Required actions:
• a. In the article on intellectual property law for business people, what could the cost of fully protecting a company's trademarks, copyrights and trade secrets be, leaving out patent expenses?
• b. Continue the article on intellectual property law for business people, starting right after its final sentence.

Quoted text:
§ §
|
|
What a Business Person Should Know
About Intellectual Property Law and Why it Matters!
By J. Nevin Shaffer, Jr.
In the Beginning
Twenty-four years ago, we just called ourselves patent attorneys.
Because patent laws provide leverage to individuals and their
businesses by providing a limited monopoly, patent attorneys also
involved themselves with other areas where the law provides leverage
to businesses. Some smart lawyer had the idea that “patent attorney”
just didn’t have enough snap and so now we are more commonly
referred to as “intellectual property” lawyers. I personally prefer
this term because I am not too intellectual but it helps get the
clients in the door! Nonetheless, no matter how intellectual the
lawyer may or may not be, the term does help explain to the client
that the lawyer can help with more than just patents. In fact any
lawyer can call herself an Intellectual Property (IP) lawyer even if
she does not have the technical degree and federal license to
practice patent law. In addition to patent law, the field of
intellectual property law includes trademark, copyright
and trade secret law, none of which require an additional
license. Having previously discussed the basics of patent law in
earlier articles, this article will focus on the basics of these
three other areas of potential leverage for your business.
If You Are in Business, You Have Intellectual Property
The truth is that not every business has a patentable idea or
patented product. However, if the bad news is that you can not
patent your idea, the good news is that you now have an extra
$10,000 (more or less) to spend on advertising. In order to make a
rational decision about the benefit of investing in protecting a
businesses’ intellectual property, you need to know that a full
blown IP protection strategy is likely to cost much less than a
single advertising campaign. In fact, absent patent expenses, the
cost for fully protecting a company’s trademarks, copyrights and
trade secrets could easily be less than $2500. Certainly, costs can
and do vary according to circumstances. The point is, however, that
relative to other costs incurred by businesses, IP costs are
generally not very high but the benefits are!
§ §
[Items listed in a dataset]
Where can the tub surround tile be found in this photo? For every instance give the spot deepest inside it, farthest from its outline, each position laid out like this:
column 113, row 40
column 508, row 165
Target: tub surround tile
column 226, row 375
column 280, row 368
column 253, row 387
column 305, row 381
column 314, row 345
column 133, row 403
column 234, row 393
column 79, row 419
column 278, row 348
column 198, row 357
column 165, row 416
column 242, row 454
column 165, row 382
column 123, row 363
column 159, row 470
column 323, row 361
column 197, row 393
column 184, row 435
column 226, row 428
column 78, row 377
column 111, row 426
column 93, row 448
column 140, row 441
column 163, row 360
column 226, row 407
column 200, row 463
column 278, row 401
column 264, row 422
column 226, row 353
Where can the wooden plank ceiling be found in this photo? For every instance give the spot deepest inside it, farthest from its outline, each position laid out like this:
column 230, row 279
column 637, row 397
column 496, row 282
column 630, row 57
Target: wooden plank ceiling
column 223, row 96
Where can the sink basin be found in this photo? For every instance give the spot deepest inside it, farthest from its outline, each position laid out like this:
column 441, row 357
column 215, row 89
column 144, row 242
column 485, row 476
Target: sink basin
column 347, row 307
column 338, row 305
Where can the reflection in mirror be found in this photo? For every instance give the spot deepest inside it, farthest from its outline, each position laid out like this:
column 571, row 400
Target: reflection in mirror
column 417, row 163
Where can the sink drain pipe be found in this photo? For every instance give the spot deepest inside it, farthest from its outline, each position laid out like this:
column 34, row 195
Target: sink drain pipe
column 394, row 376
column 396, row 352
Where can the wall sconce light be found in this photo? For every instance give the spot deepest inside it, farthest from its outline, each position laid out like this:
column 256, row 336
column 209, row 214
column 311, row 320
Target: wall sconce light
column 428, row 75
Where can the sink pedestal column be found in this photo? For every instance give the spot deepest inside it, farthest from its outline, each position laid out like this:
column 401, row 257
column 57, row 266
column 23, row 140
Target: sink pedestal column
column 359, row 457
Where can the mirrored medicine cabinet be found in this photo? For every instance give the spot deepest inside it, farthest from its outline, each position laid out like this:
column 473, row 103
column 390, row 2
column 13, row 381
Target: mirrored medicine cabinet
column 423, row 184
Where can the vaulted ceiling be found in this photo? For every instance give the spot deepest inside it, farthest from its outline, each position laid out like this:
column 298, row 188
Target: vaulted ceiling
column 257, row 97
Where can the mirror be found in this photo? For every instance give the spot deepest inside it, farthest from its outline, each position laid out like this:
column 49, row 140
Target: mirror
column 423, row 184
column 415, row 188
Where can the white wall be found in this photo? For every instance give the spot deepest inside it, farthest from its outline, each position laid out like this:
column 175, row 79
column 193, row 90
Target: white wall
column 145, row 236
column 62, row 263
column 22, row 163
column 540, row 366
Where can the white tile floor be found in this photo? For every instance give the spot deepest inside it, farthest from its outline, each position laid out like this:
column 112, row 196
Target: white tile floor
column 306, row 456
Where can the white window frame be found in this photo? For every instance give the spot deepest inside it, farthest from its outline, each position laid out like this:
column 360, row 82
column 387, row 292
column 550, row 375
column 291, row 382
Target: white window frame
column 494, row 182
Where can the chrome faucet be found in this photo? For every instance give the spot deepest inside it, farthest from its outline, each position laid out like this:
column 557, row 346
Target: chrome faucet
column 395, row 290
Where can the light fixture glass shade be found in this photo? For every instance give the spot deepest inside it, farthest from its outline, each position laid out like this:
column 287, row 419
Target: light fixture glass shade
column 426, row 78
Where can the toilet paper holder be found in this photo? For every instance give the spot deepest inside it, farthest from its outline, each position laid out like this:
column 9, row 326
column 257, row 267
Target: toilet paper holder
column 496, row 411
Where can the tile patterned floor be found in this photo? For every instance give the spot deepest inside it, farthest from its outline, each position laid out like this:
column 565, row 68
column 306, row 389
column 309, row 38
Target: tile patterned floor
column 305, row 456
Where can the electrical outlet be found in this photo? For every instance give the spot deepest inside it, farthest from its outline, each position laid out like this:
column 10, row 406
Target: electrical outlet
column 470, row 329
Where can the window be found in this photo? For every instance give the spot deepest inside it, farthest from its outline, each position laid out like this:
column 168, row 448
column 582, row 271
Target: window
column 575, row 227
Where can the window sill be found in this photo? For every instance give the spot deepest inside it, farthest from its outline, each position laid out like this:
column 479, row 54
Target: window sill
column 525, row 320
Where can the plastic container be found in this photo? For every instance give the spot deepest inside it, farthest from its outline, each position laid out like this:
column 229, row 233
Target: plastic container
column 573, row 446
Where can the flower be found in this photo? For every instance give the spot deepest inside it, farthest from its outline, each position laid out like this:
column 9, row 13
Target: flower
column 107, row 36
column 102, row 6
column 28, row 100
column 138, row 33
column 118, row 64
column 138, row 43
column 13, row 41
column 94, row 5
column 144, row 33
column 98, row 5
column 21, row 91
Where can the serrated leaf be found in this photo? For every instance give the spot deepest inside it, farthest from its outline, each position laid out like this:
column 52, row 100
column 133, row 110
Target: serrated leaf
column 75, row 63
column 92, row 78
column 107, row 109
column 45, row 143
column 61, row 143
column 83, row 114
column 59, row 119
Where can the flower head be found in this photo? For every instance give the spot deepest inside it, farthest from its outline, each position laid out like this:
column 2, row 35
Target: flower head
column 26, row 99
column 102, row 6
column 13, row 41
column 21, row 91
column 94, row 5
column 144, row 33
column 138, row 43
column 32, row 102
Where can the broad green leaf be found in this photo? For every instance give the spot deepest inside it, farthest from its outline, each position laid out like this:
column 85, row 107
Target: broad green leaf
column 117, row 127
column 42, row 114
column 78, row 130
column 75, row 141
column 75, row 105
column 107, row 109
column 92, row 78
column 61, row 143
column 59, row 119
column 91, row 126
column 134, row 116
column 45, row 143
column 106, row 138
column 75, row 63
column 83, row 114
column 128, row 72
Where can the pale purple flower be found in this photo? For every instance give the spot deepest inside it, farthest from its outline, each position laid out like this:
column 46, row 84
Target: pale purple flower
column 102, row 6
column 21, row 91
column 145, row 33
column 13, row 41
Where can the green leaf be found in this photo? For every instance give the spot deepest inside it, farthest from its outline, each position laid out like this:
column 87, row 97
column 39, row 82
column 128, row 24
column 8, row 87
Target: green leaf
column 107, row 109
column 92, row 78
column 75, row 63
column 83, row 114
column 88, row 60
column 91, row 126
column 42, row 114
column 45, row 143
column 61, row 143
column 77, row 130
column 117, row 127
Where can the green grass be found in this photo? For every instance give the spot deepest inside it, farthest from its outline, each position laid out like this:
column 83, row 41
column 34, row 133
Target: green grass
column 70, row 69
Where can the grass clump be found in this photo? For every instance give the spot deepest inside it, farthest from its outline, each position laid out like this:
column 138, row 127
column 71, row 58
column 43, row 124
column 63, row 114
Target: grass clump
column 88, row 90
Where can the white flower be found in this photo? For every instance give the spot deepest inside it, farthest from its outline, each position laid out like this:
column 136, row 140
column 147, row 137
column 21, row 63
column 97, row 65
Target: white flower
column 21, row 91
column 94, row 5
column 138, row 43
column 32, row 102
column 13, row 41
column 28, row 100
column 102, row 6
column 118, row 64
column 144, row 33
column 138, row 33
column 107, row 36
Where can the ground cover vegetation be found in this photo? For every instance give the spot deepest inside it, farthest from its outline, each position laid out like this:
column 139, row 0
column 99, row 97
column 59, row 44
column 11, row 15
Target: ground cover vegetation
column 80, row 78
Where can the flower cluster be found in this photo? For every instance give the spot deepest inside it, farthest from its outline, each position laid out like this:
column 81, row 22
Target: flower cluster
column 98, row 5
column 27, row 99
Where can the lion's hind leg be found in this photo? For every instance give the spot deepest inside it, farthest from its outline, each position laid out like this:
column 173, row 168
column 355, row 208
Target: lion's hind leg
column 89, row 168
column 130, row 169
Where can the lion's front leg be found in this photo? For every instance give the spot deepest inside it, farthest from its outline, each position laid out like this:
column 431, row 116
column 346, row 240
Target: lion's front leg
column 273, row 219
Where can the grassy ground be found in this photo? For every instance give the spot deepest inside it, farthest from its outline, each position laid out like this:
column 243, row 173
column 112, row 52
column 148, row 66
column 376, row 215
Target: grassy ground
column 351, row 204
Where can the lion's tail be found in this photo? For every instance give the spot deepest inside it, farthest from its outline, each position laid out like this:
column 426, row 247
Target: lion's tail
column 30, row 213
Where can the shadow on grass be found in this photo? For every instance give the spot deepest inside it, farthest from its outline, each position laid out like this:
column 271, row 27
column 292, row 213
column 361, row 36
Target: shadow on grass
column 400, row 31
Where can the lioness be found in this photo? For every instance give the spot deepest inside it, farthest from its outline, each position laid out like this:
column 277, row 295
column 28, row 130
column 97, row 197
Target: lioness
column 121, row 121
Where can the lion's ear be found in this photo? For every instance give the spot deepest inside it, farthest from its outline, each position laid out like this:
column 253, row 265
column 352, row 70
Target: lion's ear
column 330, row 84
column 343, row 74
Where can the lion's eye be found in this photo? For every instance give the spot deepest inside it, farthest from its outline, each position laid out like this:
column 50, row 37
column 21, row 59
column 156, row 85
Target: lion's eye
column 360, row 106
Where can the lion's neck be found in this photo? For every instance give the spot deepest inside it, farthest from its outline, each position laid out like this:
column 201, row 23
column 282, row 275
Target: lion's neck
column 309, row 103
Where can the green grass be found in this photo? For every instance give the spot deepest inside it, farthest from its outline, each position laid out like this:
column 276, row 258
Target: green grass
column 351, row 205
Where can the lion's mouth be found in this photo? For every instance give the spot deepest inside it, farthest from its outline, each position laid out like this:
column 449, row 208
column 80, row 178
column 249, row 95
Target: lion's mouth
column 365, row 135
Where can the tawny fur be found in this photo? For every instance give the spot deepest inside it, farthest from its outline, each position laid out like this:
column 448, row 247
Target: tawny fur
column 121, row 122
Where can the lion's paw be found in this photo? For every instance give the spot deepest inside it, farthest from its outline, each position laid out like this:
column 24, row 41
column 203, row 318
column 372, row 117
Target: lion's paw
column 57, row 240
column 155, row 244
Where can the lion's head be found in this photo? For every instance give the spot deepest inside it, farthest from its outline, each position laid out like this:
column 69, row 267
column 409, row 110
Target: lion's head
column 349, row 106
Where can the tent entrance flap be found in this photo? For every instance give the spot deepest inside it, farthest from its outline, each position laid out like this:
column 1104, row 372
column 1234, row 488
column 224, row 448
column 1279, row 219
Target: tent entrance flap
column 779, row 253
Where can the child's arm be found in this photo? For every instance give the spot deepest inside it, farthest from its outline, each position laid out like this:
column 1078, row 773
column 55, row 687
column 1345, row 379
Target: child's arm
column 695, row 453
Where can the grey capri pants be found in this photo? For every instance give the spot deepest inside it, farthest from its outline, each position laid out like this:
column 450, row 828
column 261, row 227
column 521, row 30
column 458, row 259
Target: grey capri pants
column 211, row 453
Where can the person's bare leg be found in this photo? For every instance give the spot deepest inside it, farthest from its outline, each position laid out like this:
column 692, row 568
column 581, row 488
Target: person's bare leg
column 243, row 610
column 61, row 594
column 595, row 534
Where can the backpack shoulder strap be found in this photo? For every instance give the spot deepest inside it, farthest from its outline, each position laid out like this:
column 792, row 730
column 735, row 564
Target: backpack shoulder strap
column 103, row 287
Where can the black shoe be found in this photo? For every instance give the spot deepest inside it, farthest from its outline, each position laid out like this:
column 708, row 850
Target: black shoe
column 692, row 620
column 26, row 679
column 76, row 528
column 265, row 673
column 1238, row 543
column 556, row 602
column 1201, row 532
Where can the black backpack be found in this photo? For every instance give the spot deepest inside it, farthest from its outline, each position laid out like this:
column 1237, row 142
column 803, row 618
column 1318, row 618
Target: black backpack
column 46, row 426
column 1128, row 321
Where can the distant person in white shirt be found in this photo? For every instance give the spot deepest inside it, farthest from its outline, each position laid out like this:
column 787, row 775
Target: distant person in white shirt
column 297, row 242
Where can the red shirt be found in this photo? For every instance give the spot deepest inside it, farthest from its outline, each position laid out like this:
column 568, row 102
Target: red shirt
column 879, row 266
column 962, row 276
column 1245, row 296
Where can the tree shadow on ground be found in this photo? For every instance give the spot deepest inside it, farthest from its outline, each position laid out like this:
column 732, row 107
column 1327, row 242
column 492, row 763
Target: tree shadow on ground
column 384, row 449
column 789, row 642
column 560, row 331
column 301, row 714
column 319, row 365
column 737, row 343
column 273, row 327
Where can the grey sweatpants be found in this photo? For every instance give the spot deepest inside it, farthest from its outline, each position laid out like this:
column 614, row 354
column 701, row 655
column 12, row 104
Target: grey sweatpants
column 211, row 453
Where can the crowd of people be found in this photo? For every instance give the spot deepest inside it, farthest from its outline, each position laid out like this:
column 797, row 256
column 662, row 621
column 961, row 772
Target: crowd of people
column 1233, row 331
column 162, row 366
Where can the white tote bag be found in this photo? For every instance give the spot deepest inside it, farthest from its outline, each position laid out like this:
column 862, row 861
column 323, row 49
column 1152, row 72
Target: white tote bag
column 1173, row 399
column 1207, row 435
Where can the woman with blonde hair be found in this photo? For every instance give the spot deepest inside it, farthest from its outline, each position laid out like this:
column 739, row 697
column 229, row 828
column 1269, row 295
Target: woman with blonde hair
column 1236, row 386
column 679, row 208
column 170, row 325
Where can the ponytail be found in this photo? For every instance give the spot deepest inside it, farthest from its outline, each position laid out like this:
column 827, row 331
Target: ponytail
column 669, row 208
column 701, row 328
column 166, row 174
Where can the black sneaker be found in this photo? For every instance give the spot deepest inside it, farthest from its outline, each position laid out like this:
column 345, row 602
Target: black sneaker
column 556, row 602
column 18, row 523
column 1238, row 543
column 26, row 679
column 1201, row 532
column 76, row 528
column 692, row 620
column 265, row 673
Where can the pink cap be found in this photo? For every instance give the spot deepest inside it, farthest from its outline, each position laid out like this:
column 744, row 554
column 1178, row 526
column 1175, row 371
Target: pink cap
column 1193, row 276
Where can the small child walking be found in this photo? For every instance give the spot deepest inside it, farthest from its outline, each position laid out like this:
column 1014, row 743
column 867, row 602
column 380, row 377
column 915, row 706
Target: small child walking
§ §
Answer set:
• a. It could easily be less than $2500.

• b.
A Trademark is a Word, Symbol, or Slogan a Business Uses
to Identify and Distinguish Its Product or Service From Its
Competitor’s Product or Service
The main benefit of a federally registered trademark is that it
lasts forever. The world will have to end for COCA COLA to lose the
rights to those two words. Because every other form of IP has a much
shorter term than forever, trademarks are the most valuable asset a
business has to protect. This is even more apparent when it is
understood that a company’s trademark is the short cut people use to
give the company their money. I can think of no more important asset
a business can have than a short cut to other people’s money!
If you are going to offer goods or services in more than one state,
your business qualifies for a federal trademark. For the record, a
trademark applies to trade goods while a service mark applies to
services and the federal symbol “ ®” applies to both.
One of the first areas of confusion with trademarks is that simply
obtaining a DBA or incorporating DOES NOT give the business any
trademark protection. Another area of confusion is that while a
business can choose any word, symbol or slogan it wishes, not all of
them are automatically registerable at the Trademark Office. The
Basic Rule is that if the word, symbol or slogan is just descriptive
of the thing being sold, it is NOT registerable. APPLE for the
fruit= NO; APPLE for computers= YES.
There are other unknown rules that perplex business owners about
trademarks. Perhaps the most confusing is that a business must use
the trademark as an adjective not a noun or a verb. The problem, of
course, is that everybody uses trademarks descriptively and that
leads businesses to conclude that a good trademark describes the
product. WRONG! (See Basic Rule above). The business owner must use
the mark as an adjective followed by a descriptive term e.g. NIKE
tennis shoes.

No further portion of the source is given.